==== TEXTAUSZUG ====

Wie die anderen ARD-Freitagsreihen kombiniert auch "Klara Sonntag" die durchgehende Geschichte mit einer in sich abgeschlossenen Herausforderung. Der Titel "Liebe macht blind" bezieht sich auf eine Klientin Klaras: Die junge Mutter Eda (Soma Pysall) ist erwischt worden, als sie drei Kilo holländisches Marihuana nach Deutschland schmuggeln wollte. Ihr Sohn ist sieben, auf den Vater des Jungen ist kein Verlass, deshalb hat das Gericht Gnade vor Recht ergehen lassen und die Haftstrafe zur Bewährung ausgesetzt; allerdings muss Eda Sozialstunden leisten.
Während Corona in den allermeisten Fernsehfilmen und Serien tunlichst ausgespart worden ist, macht Sebastian Orlac, der bereits das Drehbuch zur ersten Episode ("Kleine und große Fische") geschrieben hat, die Pandemie zu einem wichtigen Teil der Geschichte: Edas Lebensgefährte Nico (Tobias Joch) ist ein prominenter DJ, aber die Zeit der Veranstaltungsverbote hat ihn völlig aus der Bahn geworfen. Das Rauschgiftgeld stammte zudem von Leuten, bei denen man besser keine Schulden hat, und natürlich wollen die Typen ihre Investition zurückhaben; deshalb soll Eda noch mal nach Amsterdam fahren.
Angesichts dieser doppelten Drama-Ebene ist es umso erstaunlicher, dass "Liebe macht blind" ein vergleichsweise leichter Film geworden ist. Das liegt vor allem an einem Hund, der aus Ermangelung eines richtigen Namens kurzerhand "Keine Ahnung" genannt wird. Das Tier ist Klara mehr oder weniger zugelaufen und sorgt für allerlei Heiterkeiten: Die Bewährungshelferin ist vorübergehend zu ihrem Freund Thomas (Bruno Cathomas) gezogen, weil ihr Bad renoviert wird.

==== DATENAUSZUG ====

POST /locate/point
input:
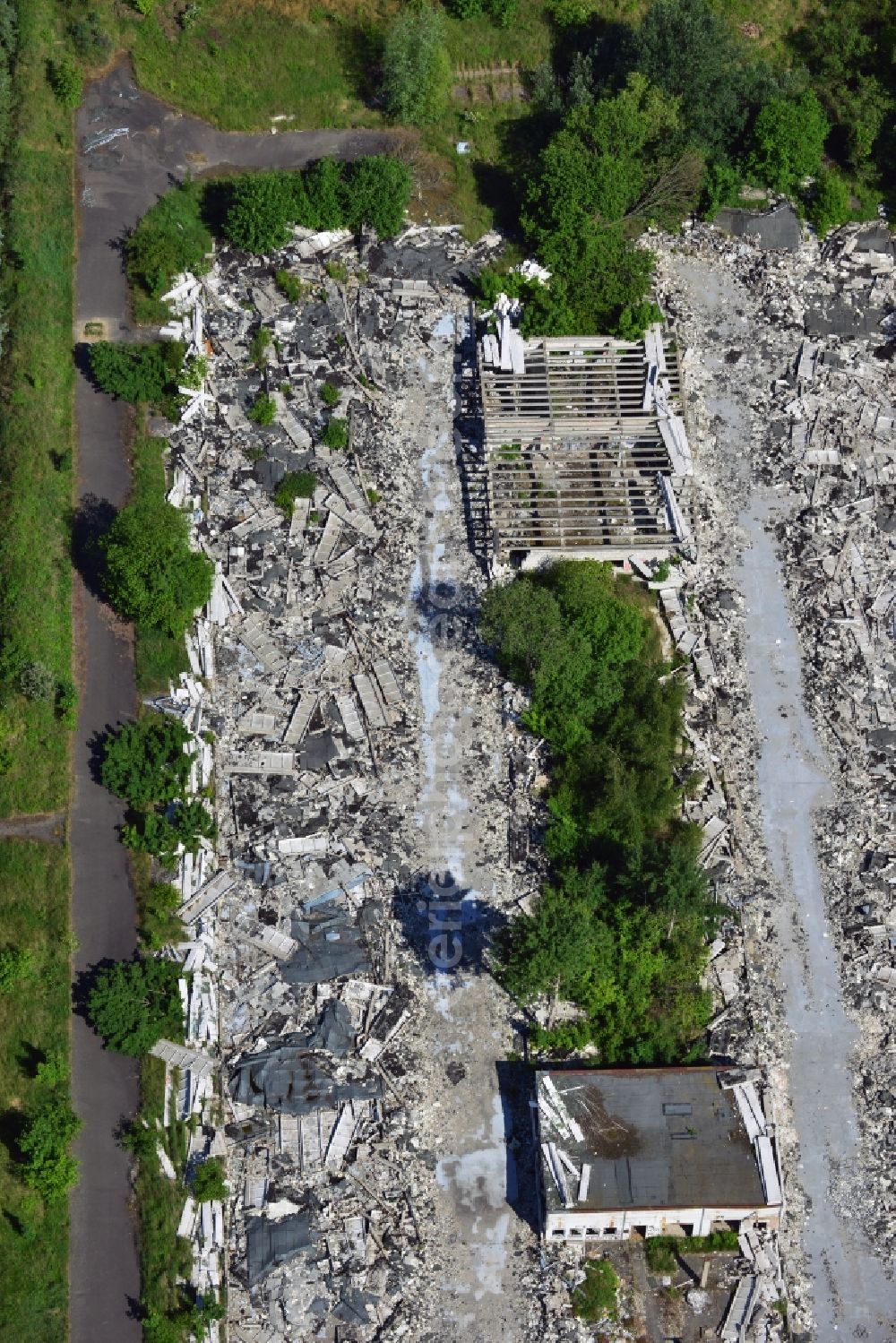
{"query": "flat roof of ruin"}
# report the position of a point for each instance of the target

====

ÜBUNGSFRAGEN
[A] Welche Menge Marihuana wollte Eda laut dem Text über „Klara Sonntag“ nach Deutschland schmuggeln?
[B] Zähle alle Schauspielerinnen und Schauspieler auf, die der Text über „Klara Sonntag“ nennt, jeweils mit ihrer Rolle.
[C] Führe den Text über „Klara Sonntag“ im Anschluss an seinen letzten Satz weiter.

ERGEBNISSE JE AUFGABE
[A] Drei Kilo holländisches Marihuana.

[B] Soma Pysall (Eda), Tobias Joch (Nico), Bruno Cathomas (Thomas)

[C]
Der Richter betrachtet das Zusammenleben als Probelauf für Klaras endgültigen Einzug und ist über den neuen Mitbewohner zunächst alles andere als begeistert, aber dann werden Herr und Hund ein Herz und eine Seele. Dem Tier ist bei der Postproduktion zwar allerlei überflüssiges Gejaule ins Maul gelegt worden, aber davon abgesehen sind die entsprechenden Szenen sehr witzig.
Überhaupt hat Jeanette Wagner Orlacs Drehbuch recht flott umgesetzt. Ihre bisherigen Fernsehfilme sind ausschließlich für das Sonntags-"Herzkino" des ZDF entstanden, darunter eine sehenswerte "Froschkönig"-Variation (2018) sowie zuletzt der allerdings wie eine Reisereportage wirkende Fernwehfilm "Ein Sommer an der Algarve" (2019). Ihr Debüt war "liebeskind", ein ursprünglich fürs Kino entstandenes stilles Inzestdrama, das vom ZDF 2006 im Rahmen des "Kleinen Fernsehspiels" ausgestrahlt worden ist.
Die Freitagsfilmpremiere der Regisseurin zeichnet sich nicht zuletzt durch die gute Arbeit mit dem Ensemble aus, zu dem wie schon beim ersten Film Thelma Buabeng als Klaras patente Freundin und Kollegin sowie Jasmin Schwiers als schlecht gelaunte Chefin gehören. Sehr präsent ist auch Episodenhauptdarstellerin Soma Pysall, die bereits einige Male positiv aufgefallen ist - unter anderem als traumatisierte Polizistin in einem "Tatort" aus Kiel ("Borowski und der Fluch der weißen Möwe", 2020) und in der Neo-Serie "Loving Her" (2021). "Keine Ahnung" wird hingegen wohl kein festes Familienmitglied werden: Der Film endet überraschend mit zwei außerordentlich betrüblichen Nachrichten für Klara.